# What you need to do
Write out the material below exactly, beginning at the line that contains "[mark] the ridged" and ending with its last line, both ends included; write nothing else.

-.-.-

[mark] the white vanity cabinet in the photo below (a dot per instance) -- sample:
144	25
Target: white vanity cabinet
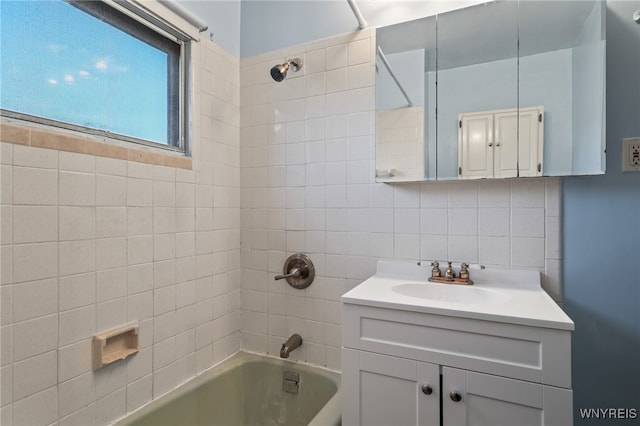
406	364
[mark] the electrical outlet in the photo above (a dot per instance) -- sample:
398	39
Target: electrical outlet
631	155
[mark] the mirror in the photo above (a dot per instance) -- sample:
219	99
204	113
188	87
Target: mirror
405	100
518	87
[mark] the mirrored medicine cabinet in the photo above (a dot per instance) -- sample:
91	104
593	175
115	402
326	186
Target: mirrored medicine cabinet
496	90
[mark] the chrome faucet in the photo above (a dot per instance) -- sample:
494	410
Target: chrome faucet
292	343
449	276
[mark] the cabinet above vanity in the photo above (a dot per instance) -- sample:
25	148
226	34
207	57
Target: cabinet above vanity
497	56
495	352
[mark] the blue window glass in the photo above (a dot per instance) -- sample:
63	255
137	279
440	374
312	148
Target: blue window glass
89	65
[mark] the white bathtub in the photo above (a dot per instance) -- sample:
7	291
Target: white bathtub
248	389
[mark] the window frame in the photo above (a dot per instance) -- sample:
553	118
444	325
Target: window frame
114	12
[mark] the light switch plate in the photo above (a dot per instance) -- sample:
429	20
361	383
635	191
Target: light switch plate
631	155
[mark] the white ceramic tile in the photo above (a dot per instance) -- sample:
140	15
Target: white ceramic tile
337	103
139	249
336	57
493	251
111	222
77	189
111	190
358	148
76	291
164	193
35	186
382	220
359	76
358	124
407	221
35	299
34	375
34	224
140	220
315	152
139	392
494	222
76	325
407	246
358	196
360	100
140	306
434	247
111	407
358	172
527	193
359	52
463	222
34	261
434	221
40	408
463	249
111	284
34	337
77	223
315	61
76	257
139	192
74	360
139	278
527	222
494	194
463	194
527	252
76	393
315	84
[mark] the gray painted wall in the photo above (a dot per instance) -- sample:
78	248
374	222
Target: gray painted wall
602	241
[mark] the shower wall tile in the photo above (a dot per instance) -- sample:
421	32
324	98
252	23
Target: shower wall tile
90	243
307	185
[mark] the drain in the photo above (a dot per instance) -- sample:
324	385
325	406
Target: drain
291	382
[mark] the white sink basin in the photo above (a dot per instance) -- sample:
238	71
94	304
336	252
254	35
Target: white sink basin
451	293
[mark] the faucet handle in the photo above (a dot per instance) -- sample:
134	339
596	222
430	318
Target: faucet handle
448	273
464	271
435	270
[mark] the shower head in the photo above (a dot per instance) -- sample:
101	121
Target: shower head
279	72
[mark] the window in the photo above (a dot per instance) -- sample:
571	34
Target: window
87	66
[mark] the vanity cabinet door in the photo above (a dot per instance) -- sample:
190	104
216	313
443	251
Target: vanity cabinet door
471	398
385	390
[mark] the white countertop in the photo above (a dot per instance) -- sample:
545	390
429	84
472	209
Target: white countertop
525	302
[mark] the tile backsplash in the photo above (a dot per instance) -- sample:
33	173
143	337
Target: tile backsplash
307	167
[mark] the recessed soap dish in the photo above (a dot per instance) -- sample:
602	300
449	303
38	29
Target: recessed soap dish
115	344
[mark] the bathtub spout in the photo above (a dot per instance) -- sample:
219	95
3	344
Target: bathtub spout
292	342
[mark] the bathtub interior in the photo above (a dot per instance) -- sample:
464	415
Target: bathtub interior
247	390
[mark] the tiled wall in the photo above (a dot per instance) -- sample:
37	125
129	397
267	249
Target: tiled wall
307	156
90	242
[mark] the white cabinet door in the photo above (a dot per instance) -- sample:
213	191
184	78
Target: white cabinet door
491	400
475	146
501	144
506	144
530	146
384	390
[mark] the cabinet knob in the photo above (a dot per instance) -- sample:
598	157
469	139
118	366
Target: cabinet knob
455	396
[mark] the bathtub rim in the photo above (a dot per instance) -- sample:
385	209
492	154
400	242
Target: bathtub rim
329	414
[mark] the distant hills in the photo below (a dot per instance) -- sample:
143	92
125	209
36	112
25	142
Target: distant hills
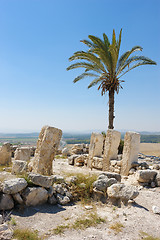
150	137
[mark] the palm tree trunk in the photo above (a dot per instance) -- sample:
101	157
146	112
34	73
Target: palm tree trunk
111	108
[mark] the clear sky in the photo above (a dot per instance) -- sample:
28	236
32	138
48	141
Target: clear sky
36	39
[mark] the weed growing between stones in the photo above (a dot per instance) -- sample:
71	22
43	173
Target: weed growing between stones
82	222
146	236
82	188
117	227
25	234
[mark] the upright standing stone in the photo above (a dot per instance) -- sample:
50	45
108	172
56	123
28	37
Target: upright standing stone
95	147
22	153
111	147
47	145
130	151
5	154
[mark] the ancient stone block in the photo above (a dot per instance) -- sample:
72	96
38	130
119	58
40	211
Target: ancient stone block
22	153
5	154
47	145
35	196
130	151
95	147
111	147
13	186
19	167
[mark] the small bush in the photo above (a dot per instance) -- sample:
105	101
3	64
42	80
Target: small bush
83	188
120	148
117	227
25	234
60	229
88	221
146	236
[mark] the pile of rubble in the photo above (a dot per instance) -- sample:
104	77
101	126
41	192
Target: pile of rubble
79	155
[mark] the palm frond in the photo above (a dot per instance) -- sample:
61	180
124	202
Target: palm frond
83	75
89	57
134	59
139	64
125	56
94	82
89	66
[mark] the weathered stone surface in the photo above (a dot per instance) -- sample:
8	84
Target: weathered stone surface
63	200
6	202
51	191
17	198
79	161
13	186
57	179
80	149
19	167
22	153
156	209
5	154
111	147
130	151
95	147
40	180
97	163
146	176
35	196
1	219
158	180
52	200
65	152
71	159
110	175
120	191
104	183
59	189
47	145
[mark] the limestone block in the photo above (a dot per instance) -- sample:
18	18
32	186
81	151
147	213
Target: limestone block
22	153
35	196
130	151
146	176
19	167
40	180
6	202
121	191
47	145
111	147
95	147
5	154
97	162
13	186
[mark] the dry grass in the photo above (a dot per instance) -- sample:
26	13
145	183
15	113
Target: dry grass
150	149
117	227
146	236
83	222
25	234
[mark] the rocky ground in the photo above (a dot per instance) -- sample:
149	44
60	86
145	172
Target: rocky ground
127	222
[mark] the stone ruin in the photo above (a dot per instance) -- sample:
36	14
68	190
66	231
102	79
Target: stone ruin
47	145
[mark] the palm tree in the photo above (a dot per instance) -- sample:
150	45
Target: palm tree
102	62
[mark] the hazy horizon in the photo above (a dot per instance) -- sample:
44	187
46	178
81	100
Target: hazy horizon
38	37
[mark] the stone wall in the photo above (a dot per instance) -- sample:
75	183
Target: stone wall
47	145
95	147
111	148
130	151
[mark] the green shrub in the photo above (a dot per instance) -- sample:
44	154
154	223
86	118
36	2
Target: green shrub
120	148
25	234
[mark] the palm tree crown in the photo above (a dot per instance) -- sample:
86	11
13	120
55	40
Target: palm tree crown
102	62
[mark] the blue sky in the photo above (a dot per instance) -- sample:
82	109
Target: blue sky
38	37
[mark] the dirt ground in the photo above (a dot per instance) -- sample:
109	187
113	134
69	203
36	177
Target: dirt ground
137	217
150	149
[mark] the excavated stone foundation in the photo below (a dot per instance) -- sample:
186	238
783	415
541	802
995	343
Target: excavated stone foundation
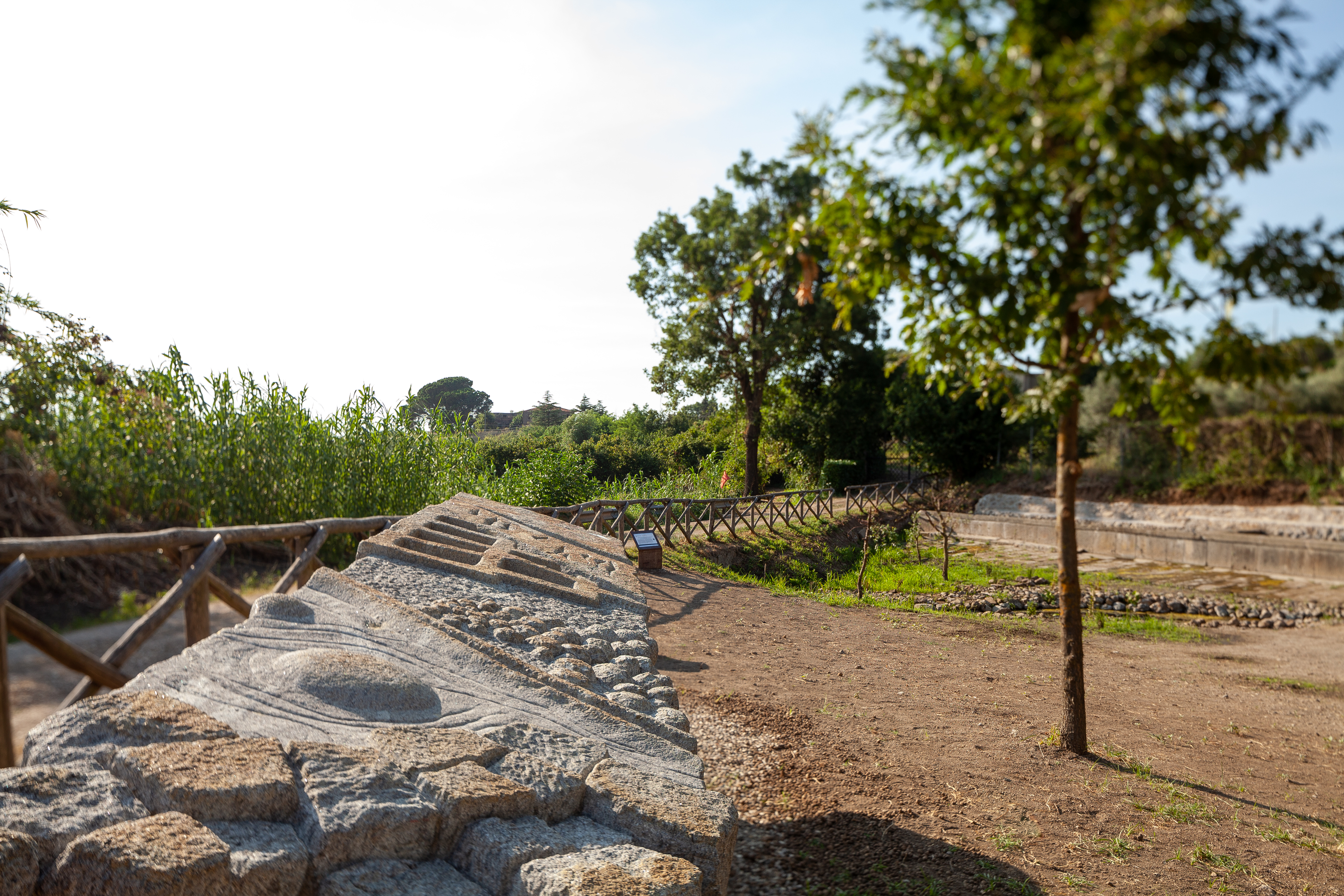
472	707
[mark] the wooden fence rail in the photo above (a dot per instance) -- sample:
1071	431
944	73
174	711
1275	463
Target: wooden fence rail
668	516
865	498
196	551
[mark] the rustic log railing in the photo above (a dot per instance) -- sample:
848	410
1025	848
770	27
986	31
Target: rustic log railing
670	516
865	498
196	551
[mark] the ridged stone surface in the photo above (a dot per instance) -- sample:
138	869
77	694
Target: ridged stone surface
431	721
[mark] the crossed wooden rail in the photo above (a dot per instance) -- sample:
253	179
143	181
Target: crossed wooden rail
863	498
686	515
196	551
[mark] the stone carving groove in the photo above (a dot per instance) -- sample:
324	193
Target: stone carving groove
433	714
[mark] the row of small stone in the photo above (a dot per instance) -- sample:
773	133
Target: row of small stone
617	663
1029	597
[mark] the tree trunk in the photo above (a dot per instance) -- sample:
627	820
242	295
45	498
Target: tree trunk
1073	733
945	550
753	438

-.-.-

# Correct response
[mark] the ridged stone surface in the photo above (a dot per instance) -- sample:
138	869
77	694
Target: ridged stone surface
431	721
[mark] the crossed wooden rail in the photo above (a dot per instance) -- sample:
253	179
143	181
Target: crossed wooden rail
863	498
686	515
196	551
[mark] the stone carving groove in the photo above (a dot per instance) -- sample:
324	193
Target: stone carving groove
433	714
[mark] the row of small stone in the photo above (a dot per instance) -- sample:
773	133
Target: row of small stone
617	663
1029	597
[mark] the tree trunk in the photo above (a dot per instance) -- sample:
627	820
242	295
45	498
Target: tree trunk
1073	733
945	550
753	438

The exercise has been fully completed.